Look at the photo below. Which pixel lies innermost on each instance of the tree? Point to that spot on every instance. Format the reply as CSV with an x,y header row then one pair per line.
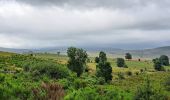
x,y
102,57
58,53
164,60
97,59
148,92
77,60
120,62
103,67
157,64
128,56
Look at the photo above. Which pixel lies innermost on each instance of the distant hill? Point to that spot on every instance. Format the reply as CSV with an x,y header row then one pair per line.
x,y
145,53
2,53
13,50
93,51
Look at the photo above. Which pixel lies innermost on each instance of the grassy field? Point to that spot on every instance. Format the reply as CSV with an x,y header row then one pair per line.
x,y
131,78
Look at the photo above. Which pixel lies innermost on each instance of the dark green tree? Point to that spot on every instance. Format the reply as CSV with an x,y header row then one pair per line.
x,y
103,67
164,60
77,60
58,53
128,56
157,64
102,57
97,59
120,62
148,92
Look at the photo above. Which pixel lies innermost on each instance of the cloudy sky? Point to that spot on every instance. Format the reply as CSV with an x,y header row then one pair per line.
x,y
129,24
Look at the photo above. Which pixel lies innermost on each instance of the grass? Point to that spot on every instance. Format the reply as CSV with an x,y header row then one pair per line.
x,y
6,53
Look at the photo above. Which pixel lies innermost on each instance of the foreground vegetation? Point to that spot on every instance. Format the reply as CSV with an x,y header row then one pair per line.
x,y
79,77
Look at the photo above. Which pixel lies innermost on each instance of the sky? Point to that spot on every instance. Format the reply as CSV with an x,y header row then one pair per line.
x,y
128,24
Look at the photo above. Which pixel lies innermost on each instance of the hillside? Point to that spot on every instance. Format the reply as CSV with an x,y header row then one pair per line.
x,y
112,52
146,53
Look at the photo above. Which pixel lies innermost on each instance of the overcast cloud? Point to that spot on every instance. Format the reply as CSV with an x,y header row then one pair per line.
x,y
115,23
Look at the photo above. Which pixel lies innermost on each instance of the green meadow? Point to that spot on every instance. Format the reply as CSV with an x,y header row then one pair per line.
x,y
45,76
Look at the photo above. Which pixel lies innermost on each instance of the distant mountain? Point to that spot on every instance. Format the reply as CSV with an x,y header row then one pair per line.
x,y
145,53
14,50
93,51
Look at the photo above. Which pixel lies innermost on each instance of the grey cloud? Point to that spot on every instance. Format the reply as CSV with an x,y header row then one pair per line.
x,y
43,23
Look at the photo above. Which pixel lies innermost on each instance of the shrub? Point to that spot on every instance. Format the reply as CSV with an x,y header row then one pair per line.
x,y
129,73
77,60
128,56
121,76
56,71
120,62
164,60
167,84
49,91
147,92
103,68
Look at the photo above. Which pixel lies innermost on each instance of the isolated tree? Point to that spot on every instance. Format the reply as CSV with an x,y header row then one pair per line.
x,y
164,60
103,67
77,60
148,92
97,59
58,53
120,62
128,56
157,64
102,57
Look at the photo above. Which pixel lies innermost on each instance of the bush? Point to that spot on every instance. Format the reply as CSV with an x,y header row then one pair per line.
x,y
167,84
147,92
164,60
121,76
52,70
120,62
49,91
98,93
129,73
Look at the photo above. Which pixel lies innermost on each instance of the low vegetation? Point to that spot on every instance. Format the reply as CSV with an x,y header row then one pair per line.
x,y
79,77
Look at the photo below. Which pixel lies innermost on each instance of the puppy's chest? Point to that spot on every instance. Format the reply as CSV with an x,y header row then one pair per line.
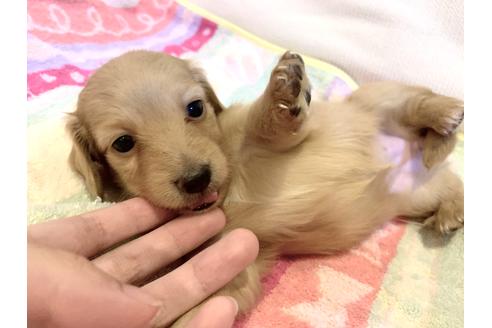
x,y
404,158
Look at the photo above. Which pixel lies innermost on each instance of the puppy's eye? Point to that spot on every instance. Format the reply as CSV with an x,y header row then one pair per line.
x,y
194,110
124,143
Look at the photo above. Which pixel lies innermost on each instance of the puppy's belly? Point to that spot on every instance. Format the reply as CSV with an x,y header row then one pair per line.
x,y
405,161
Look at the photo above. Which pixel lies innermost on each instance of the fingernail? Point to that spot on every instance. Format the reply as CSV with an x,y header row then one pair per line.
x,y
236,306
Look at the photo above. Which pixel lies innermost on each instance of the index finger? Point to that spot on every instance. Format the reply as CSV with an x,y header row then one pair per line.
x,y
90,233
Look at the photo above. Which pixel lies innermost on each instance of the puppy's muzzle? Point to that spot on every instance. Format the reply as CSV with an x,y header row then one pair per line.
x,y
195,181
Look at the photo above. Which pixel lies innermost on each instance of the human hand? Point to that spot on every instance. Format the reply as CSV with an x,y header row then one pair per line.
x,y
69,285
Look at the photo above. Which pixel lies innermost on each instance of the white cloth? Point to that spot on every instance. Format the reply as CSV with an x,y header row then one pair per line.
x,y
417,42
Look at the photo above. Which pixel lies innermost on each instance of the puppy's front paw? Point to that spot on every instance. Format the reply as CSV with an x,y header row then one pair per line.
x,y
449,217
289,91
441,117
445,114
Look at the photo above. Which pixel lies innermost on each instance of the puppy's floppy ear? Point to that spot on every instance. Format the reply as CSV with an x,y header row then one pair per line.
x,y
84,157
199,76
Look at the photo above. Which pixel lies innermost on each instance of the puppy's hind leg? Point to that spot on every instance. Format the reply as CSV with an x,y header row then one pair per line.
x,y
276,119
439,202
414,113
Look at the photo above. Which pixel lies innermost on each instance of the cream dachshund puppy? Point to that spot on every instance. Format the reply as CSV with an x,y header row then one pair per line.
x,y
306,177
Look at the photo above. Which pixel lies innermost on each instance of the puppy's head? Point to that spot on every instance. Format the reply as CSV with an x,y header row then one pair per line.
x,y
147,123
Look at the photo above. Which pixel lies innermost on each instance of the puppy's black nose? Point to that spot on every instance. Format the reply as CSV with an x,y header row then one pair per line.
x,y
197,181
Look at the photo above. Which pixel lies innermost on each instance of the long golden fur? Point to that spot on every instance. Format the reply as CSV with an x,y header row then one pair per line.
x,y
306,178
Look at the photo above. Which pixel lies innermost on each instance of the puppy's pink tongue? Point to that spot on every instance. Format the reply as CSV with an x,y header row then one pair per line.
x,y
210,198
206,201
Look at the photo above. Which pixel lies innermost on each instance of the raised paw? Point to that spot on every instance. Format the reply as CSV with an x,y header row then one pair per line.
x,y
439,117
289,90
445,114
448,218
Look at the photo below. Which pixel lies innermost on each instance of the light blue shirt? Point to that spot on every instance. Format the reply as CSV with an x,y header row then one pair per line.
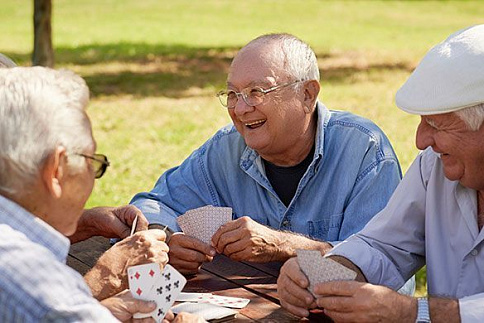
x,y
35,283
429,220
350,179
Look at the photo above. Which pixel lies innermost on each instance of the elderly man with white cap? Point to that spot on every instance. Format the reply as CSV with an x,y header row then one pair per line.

**TASK INSTRUCTIONS**
Set down the line containing "of the raised", then every later line through the end of the material, exactly as written; omit any picture.

**SOLUTION FOR THIS EXERCISE**
Look at the photo above. Which pixel lies innermost on each instance of the raised paw? Point to that spot on every instance. Format the reply as CSV with an x,y header row then one pair per line.
x,y
439,117
289,90
445,114
448,218
Look at the photo below. Which pixel lies innermost on each instance of the light blue shirt? Point to that spot on every instance. Format the reply as CSV with an x,y header row then one pair per line.
x,y
35,283
429,220
350,179
Look at the photo above. Which pixel lies innermost on each instance of the elderly man with white cap? Point to that spot on every instance. Format the reply as CSV with an x,y header row then one pair per line.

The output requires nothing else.